## About this exercise
Using the records below, transcribe word for word the stretch from the line that contains "written like (52,30)." through the line that contains "written like (57,31).", both end lines included, and nothing else.

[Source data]
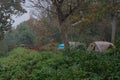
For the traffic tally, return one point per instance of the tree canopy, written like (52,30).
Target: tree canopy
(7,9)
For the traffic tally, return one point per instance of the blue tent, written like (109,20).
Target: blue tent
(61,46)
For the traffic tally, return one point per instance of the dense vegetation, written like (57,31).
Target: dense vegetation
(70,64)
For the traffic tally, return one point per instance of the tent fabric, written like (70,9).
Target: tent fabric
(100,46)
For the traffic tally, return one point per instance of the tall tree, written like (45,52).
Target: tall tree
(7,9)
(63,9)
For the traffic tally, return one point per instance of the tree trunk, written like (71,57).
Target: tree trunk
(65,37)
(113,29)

--

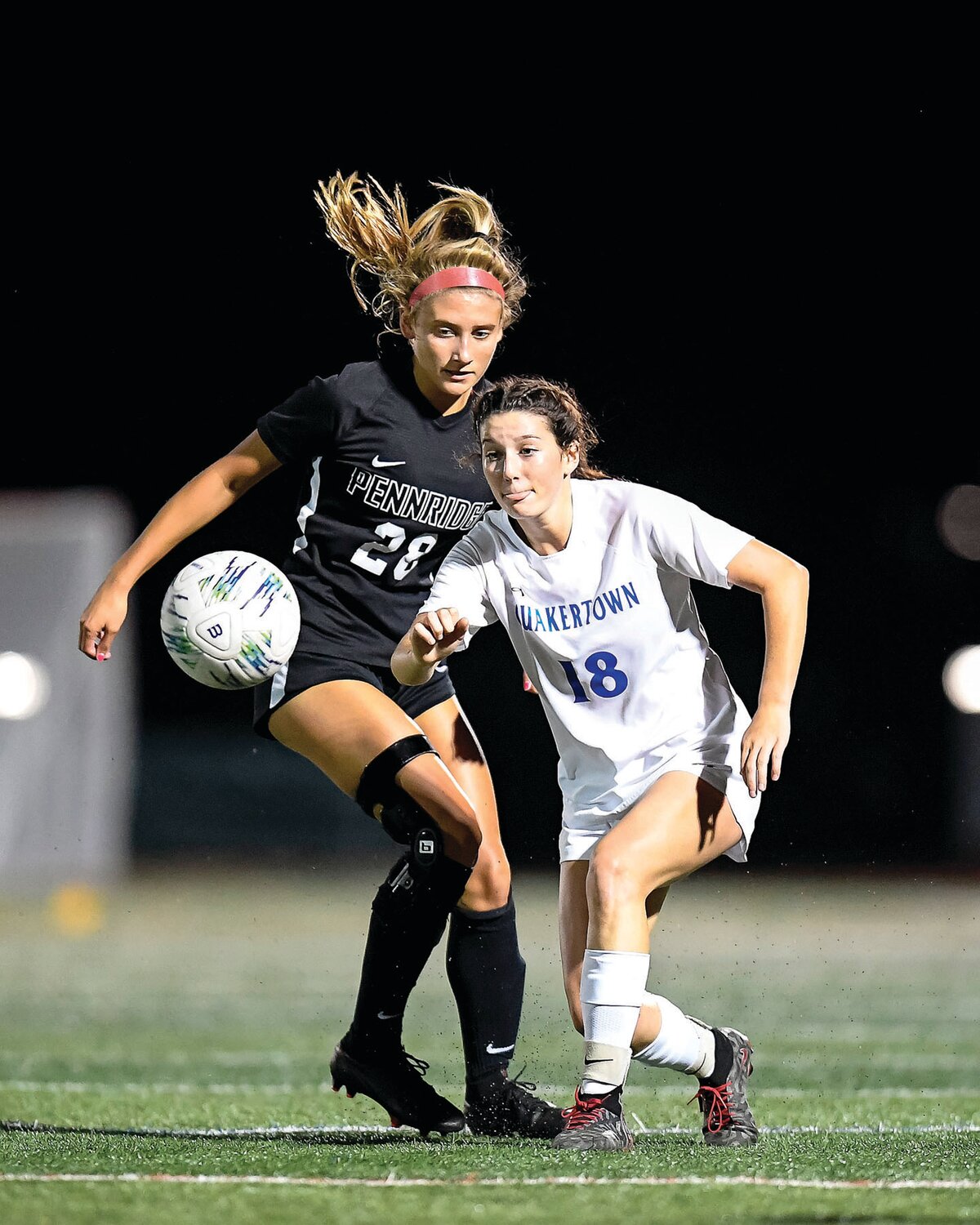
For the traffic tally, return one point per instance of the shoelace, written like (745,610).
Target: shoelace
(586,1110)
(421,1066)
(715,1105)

* * *

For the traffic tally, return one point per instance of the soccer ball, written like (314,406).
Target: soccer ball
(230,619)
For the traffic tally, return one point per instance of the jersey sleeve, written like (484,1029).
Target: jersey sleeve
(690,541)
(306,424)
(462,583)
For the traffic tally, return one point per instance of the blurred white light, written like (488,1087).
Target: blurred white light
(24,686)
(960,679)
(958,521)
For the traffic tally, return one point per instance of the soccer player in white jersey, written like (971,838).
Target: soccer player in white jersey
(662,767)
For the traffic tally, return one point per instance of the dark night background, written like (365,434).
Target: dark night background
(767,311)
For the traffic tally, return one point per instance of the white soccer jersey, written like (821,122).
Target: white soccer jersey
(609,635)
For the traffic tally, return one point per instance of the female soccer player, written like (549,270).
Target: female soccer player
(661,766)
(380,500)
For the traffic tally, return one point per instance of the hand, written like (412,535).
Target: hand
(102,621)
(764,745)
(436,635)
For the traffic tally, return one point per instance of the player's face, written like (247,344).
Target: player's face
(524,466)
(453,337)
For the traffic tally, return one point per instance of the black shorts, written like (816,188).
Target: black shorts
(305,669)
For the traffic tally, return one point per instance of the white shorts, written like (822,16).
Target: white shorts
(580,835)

## Output below
For the traffic tally, return one point per instance of the tree canopy, written like (52,30).
Target: tree canopy
(7,9)
For the traffic tally, return one point per instance of the blue tent, written like (109,20).
Target: blue tent
(61,46)
For the traffic tally, return one point per instance of the dense vegetation, written like (57,31).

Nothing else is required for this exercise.